====== Records to process ======

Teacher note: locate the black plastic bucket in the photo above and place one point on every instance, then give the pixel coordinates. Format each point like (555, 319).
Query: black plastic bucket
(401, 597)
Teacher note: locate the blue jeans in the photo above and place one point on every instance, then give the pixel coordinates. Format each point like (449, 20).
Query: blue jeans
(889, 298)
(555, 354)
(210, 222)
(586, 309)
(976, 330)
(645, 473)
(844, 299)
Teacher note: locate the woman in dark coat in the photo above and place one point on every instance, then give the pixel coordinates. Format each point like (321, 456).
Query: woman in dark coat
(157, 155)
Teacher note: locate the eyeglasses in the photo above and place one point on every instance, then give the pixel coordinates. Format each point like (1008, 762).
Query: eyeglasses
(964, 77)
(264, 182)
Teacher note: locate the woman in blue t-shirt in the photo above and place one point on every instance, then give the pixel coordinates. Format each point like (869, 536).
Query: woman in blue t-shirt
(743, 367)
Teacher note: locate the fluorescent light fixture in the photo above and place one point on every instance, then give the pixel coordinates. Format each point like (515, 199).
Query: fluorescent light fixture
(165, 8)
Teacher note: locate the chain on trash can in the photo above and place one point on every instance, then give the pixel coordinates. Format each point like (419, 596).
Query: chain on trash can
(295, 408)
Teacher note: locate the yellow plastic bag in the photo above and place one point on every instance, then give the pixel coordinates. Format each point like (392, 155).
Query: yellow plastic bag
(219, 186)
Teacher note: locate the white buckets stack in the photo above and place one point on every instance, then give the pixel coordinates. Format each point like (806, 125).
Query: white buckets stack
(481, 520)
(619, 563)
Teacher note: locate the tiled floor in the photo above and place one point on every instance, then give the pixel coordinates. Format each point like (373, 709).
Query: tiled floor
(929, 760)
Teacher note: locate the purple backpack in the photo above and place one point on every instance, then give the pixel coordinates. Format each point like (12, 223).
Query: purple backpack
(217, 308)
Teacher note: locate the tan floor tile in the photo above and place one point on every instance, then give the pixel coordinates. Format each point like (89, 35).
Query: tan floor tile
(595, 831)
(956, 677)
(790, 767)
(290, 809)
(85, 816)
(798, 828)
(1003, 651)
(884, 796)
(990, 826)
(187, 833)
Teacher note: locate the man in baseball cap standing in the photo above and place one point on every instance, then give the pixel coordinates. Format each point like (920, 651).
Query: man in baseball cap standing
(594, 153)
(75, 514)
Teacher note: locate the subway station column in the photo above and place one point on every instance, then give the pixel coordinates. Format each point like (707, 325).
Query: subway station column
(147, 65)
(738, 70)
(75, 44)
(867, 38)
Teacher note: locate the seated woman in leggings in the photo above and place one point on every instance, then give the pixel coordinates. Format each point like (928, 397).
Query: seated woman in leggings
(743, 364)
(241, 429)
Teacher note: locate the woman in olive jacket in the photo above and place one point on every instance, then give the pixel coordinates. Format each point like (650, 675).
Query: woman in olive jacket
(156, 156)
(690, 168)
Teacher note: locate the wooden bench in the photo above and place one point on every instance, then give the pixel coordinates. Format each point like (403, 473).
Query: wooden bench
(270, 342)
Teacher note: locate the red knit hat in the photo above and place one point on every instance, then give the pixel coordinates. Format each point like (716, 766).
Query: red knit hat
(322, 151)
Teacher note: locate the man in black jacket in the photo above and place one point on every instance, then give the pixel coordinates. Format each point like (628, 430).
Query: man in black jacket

======

Work to be completed - Exact copies of all the records are required.

Reply -
Teacher note: locate the black plastic bucket in the photo above and place one point on every instance, then give the pixel coordinates. Format each point like (555, 319).
Query: black plastic bucket
(401, 597)
Teacher note: locate the blue jeans in the photo above and place one point on every instance, then give the pixel coordinates. Format each point like (449, 20).
Query: blue jeans
(889, 298)
(555, 354)
(210, 222)
(586, 309)
(976, 330)
(645, 473)
(844, 299)
Teacher note: locate the woman in dark coat in the photo above and place one point on every instance, then give the pixel coordinates. Format each point like (321, 456).
Query: woman in dark coat
(157, 155)
Teacher note: locate the eyeglasses in the photo above and place one point on every instance, then give the pixel coordinates. Format each point like (1008, 762).
Query: eyeglasses
(964, 77)
(264, 182)
Teacher note: locate the woman in blue t-shirt in the photo above and place one point on every instance, then give the pixel coordinates. Format each point like (869, 536).
Query: woman in blue t-shirt
(743, 367)
Teacher note: locate the fluorescent light fixture in the photo above and place one point on every instance, then give the pixel coordinates. Format each point like (515, 199).
Query: fluorescent light fixture
(165, 8)
Teacher note: locate the chain on trash can in the photo above and place one point on every instance, then give the pixel coordinates. Format each point like (419, 596).
Query: chain on trash can
(295, 408)
Teacher note: locate the yellow plastic bag in the photo above and place one point on every instance, then give the pixel coordinates. Format each point like (392, 155).
Query: yellow plastic bag
(219, 186)
Teacher note: locate the white buckets stack in the photo above and place one point on every instance, then give the pixel coordinates. Format each point like (806, 125).
Query: white buckets stack
(481, 520)
(619, 563)
Teacher note: locate the tiled floor in the photo above and place one point on every instance, then give the pixel coordinates. Format each point like (373, 709).
Query: tiled floor
(929, 760)
Teacher note: locate the purple backpack in the photo above and place one point on every instance, then give the pixel coordinates. Format each point like (12, 223).
Query: purple backpack
(217, 308)
Teacher note: locate the tan floor tile in the photo above and place one point on every instance, then give the pixel coordinates. Format each point like (89, 35).
Query: tan floor tile
(595, 831)
(956, 677)
(790, 767)
(290, 809)
(85, 816)
(798, 828)
(1003, 651)
(884, 796)
(990, 826)
(187, 833)
Teacher note: locate the man in baseball cap standing in the photo above and place one point on every instance, then give the pixel coordinates. Format each point like (920, 651).
Query: man in baseball cap standing
(594, 153)
(75, 514)
Teacher note: locate the subway station column in the photo above and place one point on every instance, then give the pixel coordinates. Format each point like (707, 325).
Query: subway station column
(147, 65)
(738, 70)
(75, 44)
(867, 38)
Teacher note: locate the seated woman in leggings in the photo above and place one point on every instance, then give the pixel coordinates. Format each point like (928, 397).
Query: seated woman in leggings
(743, 364)
(241, 429)
Teacher note: locate the woman in olive jacket in the photo above and place one point on every instance, then give the pixel coordinates. Format each point like (650, 675).
Query: woman in olive jacket
(156, 156)
(690, 168)
Teacher note: locate the wooden bench in the photo above and place one point on every instance, then give the pixel coordinates. Format each point like (403, 473).
Query: wooden bench
(270, 342)
Teacher note: locate the red knit hat in the photo above and place one point on every instance, then give the pixel coordinates. Format each point like (716, 766).
Query: red knit hat
(322, 151)
Teacher note: locate the man in black jacket in the photo above and place one point on every instance, then give the pixel coordinates. Format each point like (628, 430).
Query: man in black jacket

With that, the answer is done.